Saturday, March 22, 2008

Three ingredients to a better bug report

At work I've recently been going through lots of bug reports. It is part of my job to determine the priority of each defect that gets reported and whether we should still fix it in the upcoming release. With multiple testers trying to break the product in all possible ways and a deadline approaching rapidly, analyzing the newfound defects seems to take more and more time.


What did you see?


People entering defects can actually do a lot to reduce the time it takes to analyze their entries. You'd be amazed at the number of defects that say something along the lines:

  • "when I do A, B happens"

There are of course cases when this is all there is to say about a defect. For example:

  • "when I click the Ok button, the browser shows an internal apache error"

Granted, it would be more useful if the report said a bit more about the error message. But it is at least clear that an internal error message should not be shown to the user.

What did you expect to see?


Unfortunately things are not always so clear:

  • "when try to I delete the last item from the list, I get a message saying at least one item is required"

> **Exercises**
A. From the post about bug reports, repeat the passage that starts with the words containing "At work I've" and ends with "did you see?".
B. In the post about bug reports, why does the author accept the report about clicking the Ok button and getting an internal apache error, even though it says so little? Answer in one to three sentences.
C. Carry on the post about bug reports from its last line.

> **Given data**

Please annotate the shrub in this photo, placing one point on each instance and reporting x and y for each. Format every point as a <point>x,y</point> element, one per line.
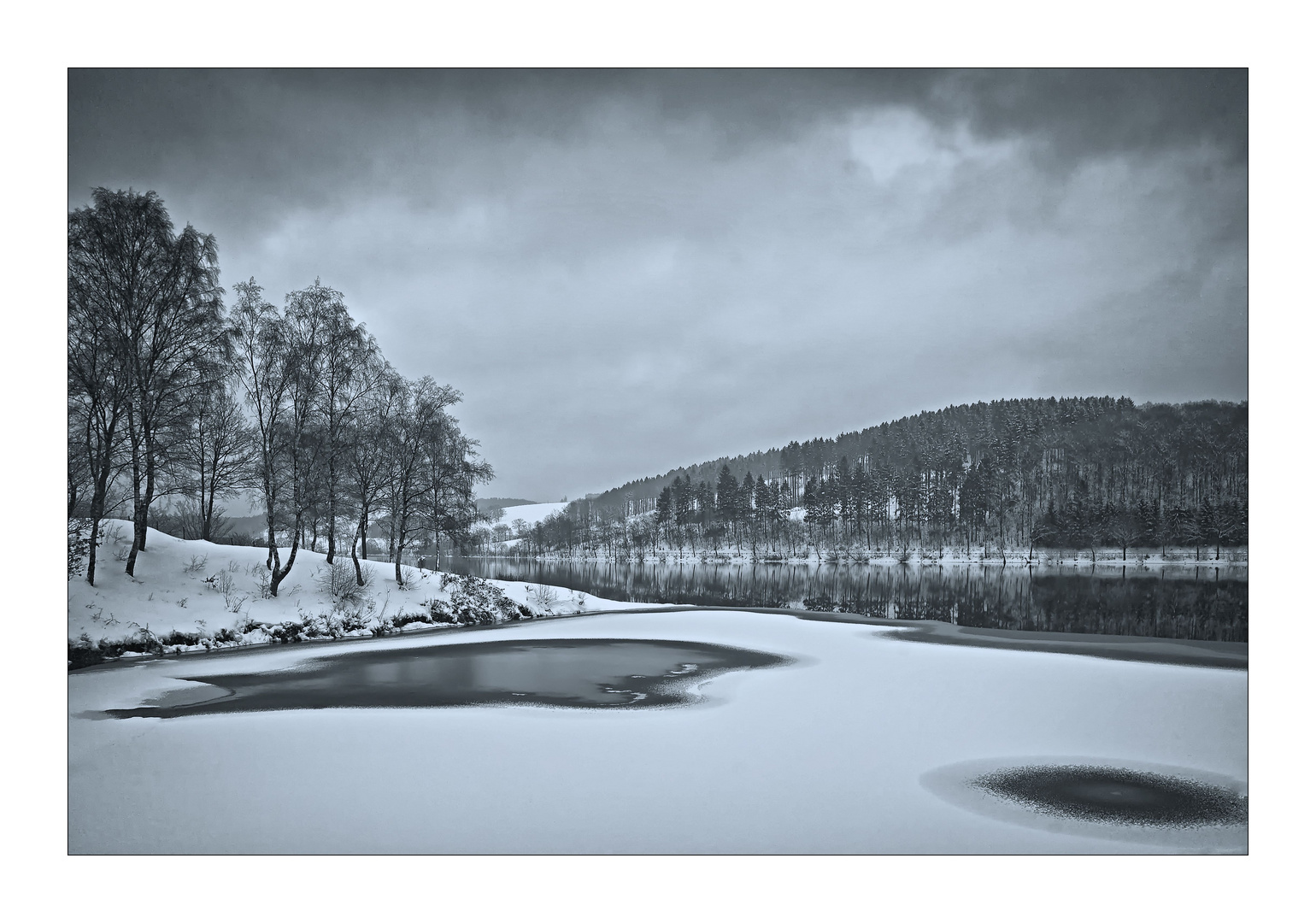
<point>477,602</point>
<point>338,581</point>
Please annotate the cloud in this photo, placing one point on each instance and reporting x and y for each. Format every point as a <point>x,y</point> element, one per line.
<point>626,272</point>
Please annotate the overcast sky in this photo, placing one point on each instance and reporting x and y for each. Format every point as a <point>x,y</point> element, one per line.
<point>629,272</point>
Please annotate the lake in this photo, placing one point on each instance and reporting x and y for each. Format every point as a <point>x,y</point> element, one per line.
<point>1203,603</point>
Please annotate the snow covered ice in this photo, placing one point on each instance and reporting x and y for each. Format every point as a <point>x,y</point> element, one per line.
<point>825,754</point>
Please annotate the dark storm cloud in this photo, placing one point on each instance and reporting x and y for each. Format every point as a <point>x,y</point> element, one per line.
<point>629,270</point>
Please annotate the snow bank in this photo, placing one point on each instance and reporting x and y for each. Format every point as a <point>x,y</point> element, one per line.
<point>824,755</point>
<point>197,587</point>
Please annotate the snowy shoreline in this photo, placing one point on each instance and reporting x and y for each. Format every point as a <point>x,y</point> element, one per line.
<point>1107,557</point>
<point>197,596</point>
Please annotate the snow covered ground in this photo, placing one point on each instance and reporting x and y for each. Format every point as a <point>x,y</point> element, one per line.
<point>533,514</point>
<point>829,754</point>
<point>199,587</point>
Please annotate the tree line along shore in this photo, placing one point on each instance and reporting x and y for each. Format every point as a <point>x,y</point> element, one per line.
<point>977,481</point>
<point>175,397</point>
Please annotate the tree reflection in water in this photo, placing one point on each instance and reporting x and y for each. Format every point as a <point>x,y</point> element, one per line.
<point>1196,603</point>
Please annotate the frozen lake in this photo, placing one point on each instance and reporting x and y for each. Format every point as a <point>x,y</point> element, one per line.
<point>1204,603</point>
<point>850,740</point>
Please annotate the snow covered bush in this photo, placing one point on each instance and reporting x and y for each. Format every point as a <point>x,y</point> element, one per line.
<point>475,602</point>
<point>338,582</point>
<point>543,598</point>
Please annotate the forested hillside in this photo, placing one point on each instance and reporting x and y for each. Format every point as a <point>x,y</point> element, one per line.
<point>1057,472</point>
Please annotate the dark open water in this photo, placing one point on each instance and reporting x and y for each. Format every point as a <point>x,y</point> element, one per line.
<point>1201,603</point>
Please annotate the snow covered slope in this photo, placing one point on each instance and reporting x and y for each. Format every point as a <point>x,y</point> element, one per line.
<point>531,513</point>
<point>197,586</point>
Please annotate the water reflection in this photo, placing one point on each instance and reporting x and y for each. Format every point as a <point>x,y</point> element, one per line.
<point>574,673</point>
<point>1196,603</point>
* * *
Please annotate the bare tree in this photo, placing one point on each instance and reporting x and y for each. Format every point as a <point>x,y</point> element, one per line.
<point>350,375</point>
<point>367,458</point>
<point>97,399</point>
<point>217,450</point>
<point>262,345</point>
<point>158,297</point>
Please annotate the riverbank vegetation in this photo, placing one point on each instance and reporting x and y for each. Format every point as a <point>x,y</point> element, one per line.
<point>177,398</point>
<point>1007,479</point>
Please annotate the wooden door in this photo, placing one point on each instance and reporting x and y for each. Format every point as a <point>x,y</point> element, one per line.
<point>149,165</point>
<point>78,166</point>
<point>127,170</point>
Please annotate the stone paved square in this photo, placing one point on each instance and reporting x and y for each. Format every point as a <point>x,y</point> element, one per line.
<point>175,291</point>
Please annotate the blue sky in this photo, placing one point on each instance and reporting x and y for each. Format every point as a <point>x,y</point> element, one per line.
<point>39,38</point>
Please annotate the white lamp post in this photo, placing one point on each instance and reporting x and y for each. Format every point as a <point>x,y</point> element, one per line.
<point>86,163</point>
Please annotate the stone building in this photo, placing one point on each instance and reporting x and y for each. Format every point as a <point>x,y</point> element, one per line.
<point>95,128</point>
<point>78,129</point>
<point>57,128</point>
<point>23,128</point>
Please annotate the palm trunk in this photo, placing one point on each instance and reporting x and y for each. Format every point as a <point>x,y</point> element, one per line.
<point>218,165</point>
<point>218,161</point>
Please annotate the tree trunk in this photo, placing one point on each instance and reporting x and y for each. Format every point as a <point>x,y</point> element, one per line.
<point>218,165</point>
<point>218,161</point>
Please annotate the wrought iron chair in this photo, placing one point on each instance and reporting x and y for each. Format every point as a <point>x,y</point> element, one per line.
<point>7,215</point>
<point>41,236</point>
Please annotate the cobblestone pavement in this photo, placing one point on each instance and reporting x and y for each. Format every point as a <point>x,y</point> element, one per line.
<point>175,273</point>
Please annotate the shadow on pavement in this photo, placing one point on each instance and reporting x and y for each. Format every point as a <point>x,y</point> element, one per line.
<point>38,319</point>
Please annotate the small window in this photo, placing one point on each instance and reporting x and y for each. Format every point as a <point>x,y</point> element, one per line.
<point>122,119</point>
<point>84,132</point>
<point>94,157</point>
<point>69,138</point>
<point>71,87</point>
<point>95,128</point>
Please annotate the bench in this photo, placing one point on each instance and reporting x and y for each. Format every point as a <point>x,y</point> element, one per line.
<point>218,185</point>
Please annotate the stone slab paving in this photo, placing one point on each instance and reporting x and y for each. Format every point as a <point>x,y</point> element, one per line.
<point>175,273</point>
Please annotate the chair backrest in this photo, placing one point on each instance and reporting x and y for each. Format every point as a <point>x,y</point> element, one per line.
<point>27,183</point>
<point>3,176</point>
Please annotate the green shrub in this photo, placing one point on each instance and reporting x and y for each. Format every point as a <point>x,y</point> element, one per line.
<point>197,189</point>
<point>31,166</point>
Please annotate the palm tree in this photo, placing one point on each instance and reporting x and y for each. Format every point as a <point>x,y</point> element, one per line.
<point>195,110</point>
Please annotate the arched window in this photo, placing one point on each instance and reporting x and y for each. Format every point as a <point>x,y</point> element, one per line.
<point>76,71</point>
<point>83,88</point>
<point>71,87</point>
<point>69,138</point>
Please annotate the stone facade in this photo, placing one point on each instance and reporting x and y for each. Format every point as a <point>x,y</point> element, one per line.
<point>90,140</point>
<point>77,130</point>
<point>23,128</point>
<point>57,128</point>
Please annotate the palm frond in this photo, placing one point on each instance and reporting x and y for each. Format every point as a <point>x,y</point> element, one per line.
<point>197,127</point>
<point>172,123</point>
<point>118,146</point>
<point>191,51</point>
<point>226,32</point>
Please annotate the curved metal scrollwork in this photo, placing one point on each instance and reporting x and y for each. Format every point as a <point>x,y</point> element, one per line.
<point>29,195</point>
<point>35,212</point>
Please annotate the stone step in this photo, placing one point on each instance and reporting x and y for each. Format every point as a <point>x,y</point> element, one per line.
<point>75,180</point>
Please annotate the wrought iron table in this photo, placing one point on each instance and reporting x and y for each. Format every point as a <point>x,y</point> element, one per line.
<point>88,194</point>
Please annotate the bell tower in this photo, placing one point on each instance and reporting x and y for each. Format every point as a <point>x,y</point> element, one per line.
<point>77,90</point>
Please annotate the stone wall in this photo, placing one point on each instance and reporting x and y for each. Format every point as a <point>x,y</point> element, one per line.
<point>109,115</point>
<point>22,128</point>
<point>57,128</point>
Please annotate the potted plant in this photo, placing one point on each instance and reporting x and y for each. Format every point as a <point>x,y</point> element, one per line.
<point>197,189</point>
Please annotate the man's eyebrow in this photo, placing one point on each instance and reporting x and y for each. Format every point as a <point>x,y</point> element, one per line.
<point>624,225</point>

> **Replies**
A.
At work I've recently been going through lots of bug reports. It is part of my job to determine the priority of each defect that gets reported and whether we should still fix it in the upcoming release. With multiple testers trying to break the product in all possible ways and a deadline approaching rapidly, analyzing the newfound defects seems to take more and more time.


What did you see?

B. Even that short report makes the problem clear, because an internal error message should never be shown to the user. The author notes it would still help if the report said more about the error message.

C.
When I get an error report like this, I'm not sure what to do with it. Most likely there is an internal rule in the program that this list may never be empty. And the program seems to enforce this rule by giving a message when you try to delete the last remaining item. So there is a "business rule" in the program and the developer wrote code to enforce that rule. Where is the defect?

In cases like these I ask the person who entered the defect why they think this behavior is wrong. Typically I get an answer like:

  • "if I can't delete the selected item, the delete button should be disabled"

This added information makes things a lot clearer. So the tester didn't disagree with the fact that there should always be at least one item in the list, they just didn't agree with the way it was handled.

Why do you think your expectation is better than the current behavior?


But the above leaves me with a problem. There is a clear rule in the program that the list must never be empty. The programmer implemented this one way, someone else thought it should have been implemented another way.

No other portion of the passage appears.